[Your instructions]: Please reproduce the stretch of the listing from its start through the line containing "<point>391,365</point>", multiplying each answer coordinate by 1.15 and rounding it to a whole number, with halves rounded up. Keep the coordinates on the format lines unchanged, and leave the pictures out.

-- BEGIN Data rows --

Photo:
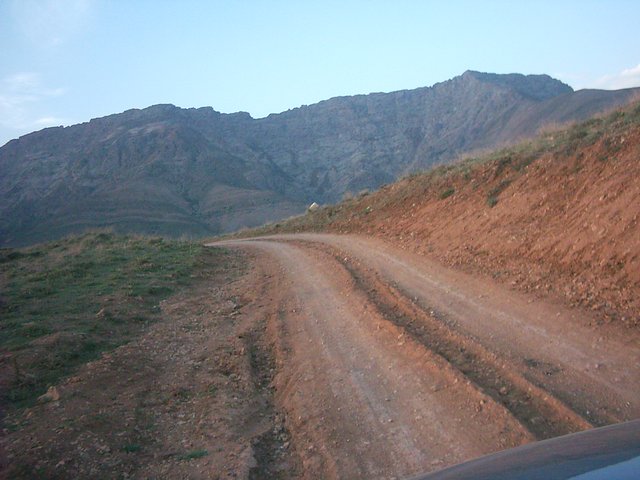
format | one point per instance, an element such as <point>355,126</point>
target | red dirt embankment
<point>558,215</point>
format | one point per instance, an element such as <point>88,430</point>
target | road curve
<point>391,365</point>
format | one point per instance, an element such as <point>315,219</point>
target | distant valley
<point>195,172</point>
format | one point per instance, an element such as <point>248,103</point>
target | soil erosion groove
<point>385,372</point>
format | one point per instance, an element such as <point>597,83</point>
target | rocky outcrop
<point>173,171</point>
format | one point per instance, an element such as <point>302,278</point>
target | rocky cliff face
<point>173,171</point>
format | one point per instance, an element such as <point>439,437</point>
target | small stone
<point>52,395</point>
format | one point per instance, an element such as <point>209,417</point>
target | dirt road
<point>389,365</point>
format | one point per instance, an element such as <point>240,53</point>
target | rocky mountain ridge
<point>172,171</point>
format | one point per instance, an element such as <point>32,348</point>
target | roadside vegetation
<point>64,303</point>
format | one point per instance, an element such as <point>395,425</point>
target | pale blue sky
<point>67,61</point>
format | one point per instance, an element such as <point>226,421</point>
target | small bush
<point>447,193</point>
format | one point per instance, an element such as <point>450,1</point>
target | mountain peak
<point>535,87</point>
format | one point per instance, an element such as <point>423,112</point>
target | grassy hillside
<point>558,214</point>
<point>65,302</point>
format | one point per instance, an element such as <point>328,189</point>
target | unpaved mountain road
<point>389,365</point>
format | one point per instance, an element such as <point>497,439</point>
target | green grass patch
<point>447,193</point>
<point>64,303</point>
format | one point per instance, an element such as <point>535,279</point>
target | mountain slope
<point>558,215</point>
<point>173,171</point>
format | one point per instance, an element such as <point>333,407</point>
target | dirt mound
<point>558,215</point>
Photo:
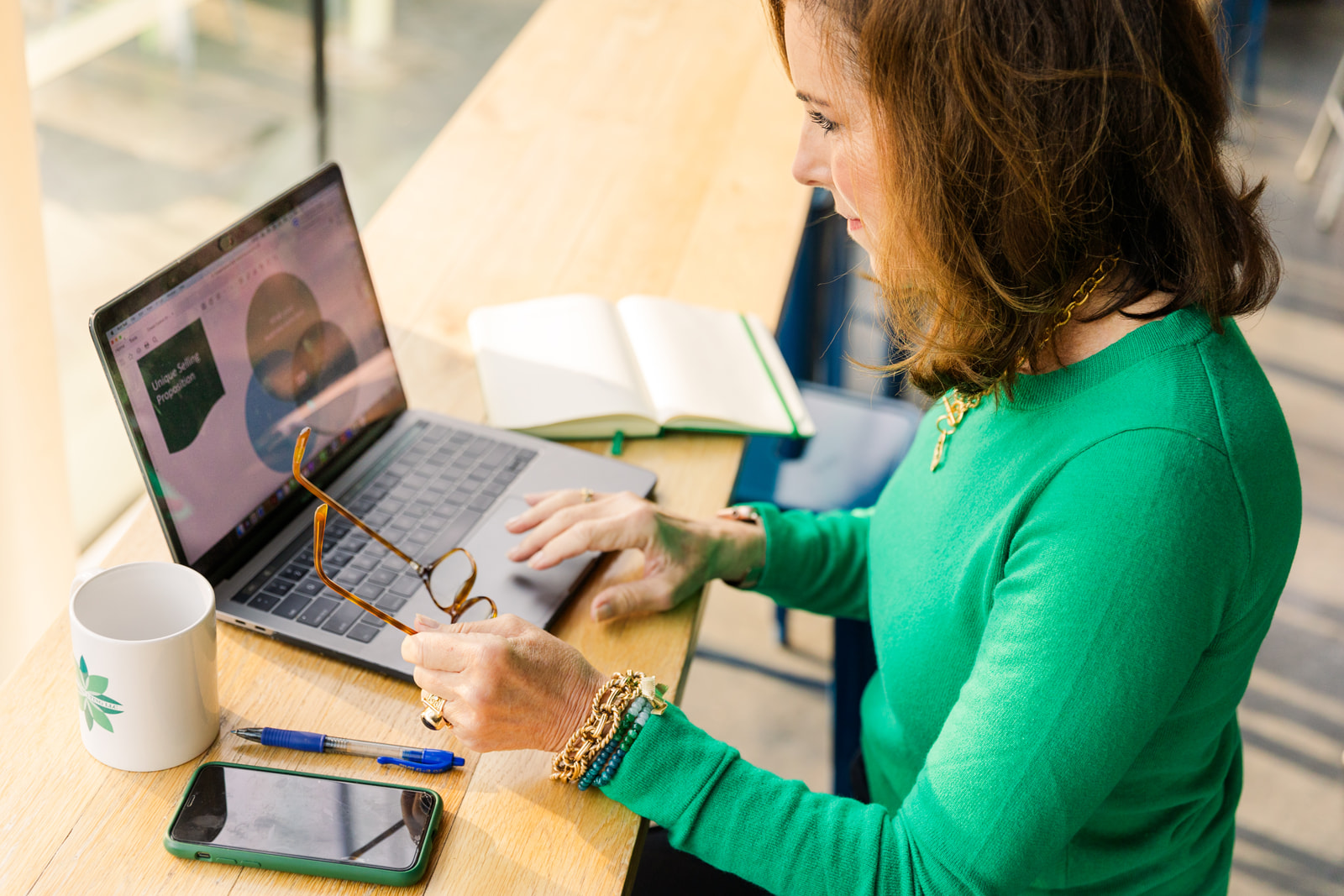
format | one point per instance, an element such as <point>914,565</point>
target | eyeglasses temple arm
<point>319,531</point>
<point>300,446</point>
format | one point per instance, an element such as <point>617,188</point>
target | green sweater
<point>1065,614</point>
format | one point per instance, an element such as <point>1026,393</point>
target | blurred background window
<point>161,121</point>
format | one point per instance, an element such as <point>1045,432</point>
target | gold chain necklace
<point>960,405</point>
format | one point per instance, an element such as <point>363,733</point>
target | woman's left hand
<point>506,684</point>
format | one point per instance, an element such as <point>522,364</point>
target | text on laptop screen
<point>225,369</point>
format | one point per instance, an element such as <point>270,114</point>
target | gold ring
<point>433,715</point>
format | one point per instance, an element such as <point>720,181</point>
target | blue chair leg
<point>1256,18</point>
<point>855,663</point>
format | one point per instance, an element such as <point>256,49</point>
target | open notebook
<point>575,367</point>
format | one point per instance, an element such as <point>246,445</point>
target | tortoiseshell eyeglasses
<point>456,578</point>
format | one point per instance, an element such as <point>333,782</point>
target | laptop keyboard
<point>441,481</point>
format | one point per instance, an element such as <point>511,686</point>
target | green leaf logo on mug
<point>93,700</point>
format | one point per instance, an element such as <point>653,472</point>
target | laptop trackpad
<point>517,587</point>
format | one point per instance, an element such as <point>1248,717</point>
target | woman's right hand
<point>679,555</point>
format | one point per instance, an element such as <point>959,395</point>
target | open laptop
<point>221,359</point>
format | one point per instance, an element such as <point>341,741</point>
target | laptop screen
<point>221,372</point>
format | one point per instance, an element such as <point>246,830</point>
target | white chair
<point>1330,118</point>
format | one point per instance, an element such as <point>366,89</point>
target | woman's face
<point>837,147</point>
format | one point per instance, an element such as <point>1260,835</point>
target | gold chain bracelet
<point>609,703</point>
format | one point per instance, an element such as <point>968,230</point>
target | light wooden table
<point>617,147</point>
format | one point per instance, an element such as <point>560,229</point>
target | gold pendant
<point>949,422</point>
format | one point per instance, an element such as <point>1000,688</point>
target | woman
<point>1073,571</point>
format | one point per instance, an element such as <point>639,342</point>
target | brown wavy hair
<point>1030,140</point>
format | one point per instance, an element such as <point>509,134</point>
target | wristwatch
<point>743,513</point>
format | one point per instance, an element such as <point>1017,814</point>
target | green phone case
<point>293,864</point>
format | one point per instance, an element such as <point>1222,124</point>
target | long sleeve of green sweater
<point>1113,587</point>
<point>816,562</point>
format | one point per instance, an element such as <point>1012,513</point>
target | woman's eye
<point>822,121</point>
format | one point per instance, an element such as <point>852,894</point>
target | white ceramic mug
<point>144,654</point>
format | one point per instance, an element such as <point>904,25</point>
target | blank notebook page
<point>555,359</point>
<point>699,362</point>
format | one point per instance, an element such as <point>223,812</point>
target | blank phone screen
<point>289,815</point>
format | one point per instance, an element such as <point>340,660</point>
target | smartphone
<point>307,824</point>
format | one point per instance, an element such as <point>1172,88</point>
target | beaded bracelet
<point>608,721</point>
<point>624,747</point>
<point>606,762</point>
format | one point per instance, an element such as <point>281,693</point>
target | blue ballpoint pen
<point>430,761</point>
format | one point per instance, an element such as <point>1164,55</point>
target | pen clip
<point>430,761</point>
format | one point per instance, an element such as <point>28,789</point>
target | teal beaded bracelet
<point>609,759</point>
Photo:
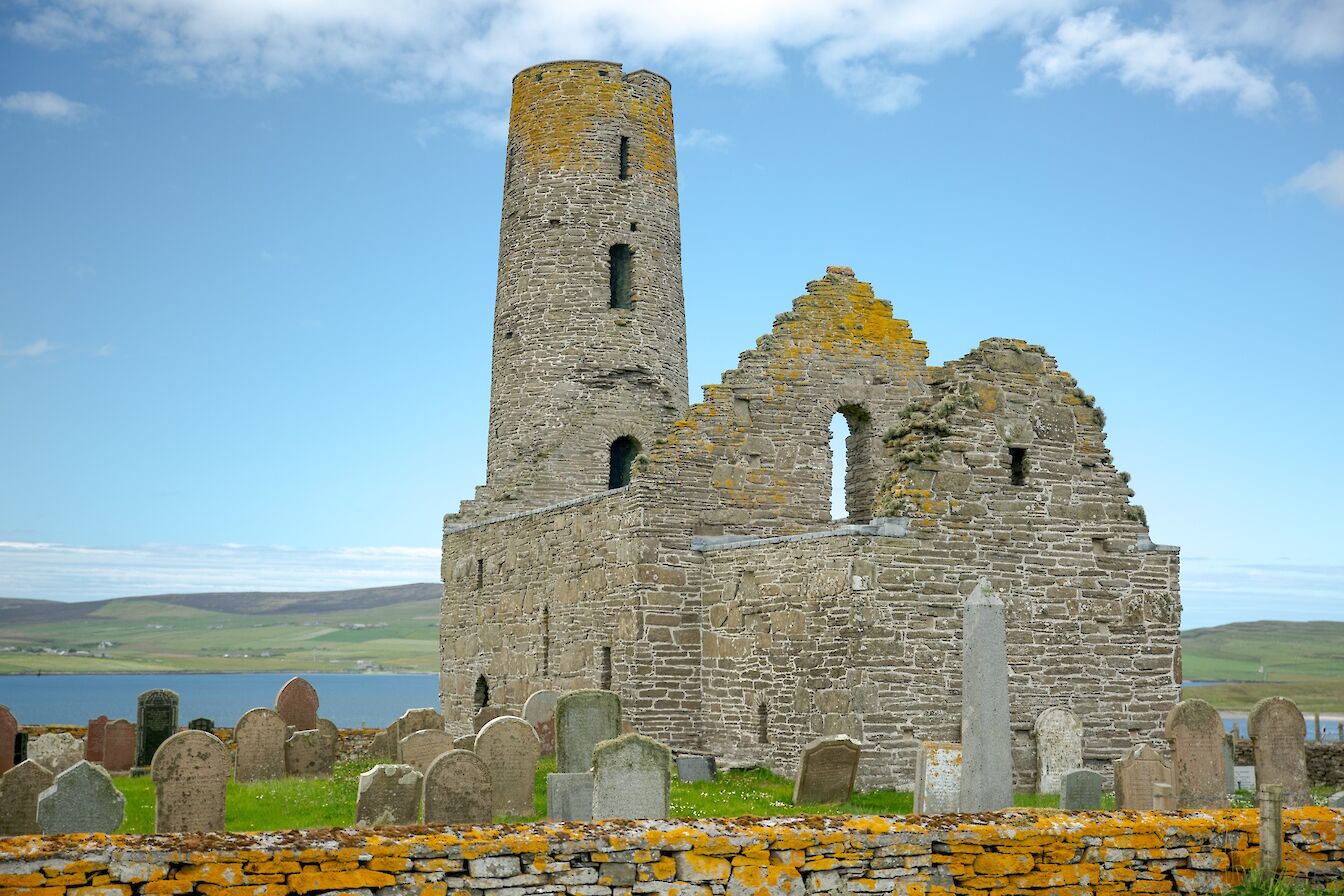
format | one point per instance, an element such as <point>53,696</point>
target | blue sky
<point>247,255</point>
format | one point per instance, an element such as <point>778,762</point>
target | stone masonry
<point>714,593</point>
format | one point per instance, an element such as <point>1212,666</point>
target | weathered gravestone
<point>458,790</point>
<point>118,746</point>
<point>485,715</point>
<point>569,795</point>
<point>8,734</point>
<point>937,778</point>
<point>985,735</point>
<point>297,704</point>
<point>582,720</point>
<point>389,795</point>
<point>55,751</point>
<point>691,769</point>
<point>1195,731</point>
<point>19,791</point>
<point>191,774</point>
<point>82,799</point>
<point>1136,773</point>
<point>420,748</point>
<point>96,738</point>
<point>1278,735</point>
<point>511,750</point>
<point>308,754</point>
<point>539,712</point>
<point>827,770</point>
<point>1059,747</point>
<point>1079,790</point>
<point>156,720</point>
<point>260,738</point>
<point>632,778</point>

-- END Data rows --

[Solution]:
Photo:
format | one point per instance, an element such as <point>355,126</point>
target | red dirt embankment
<point>642,247</point>
format | one point per instance, an element such as <point>88,430</point>
target | road curve
<point>450,420</point>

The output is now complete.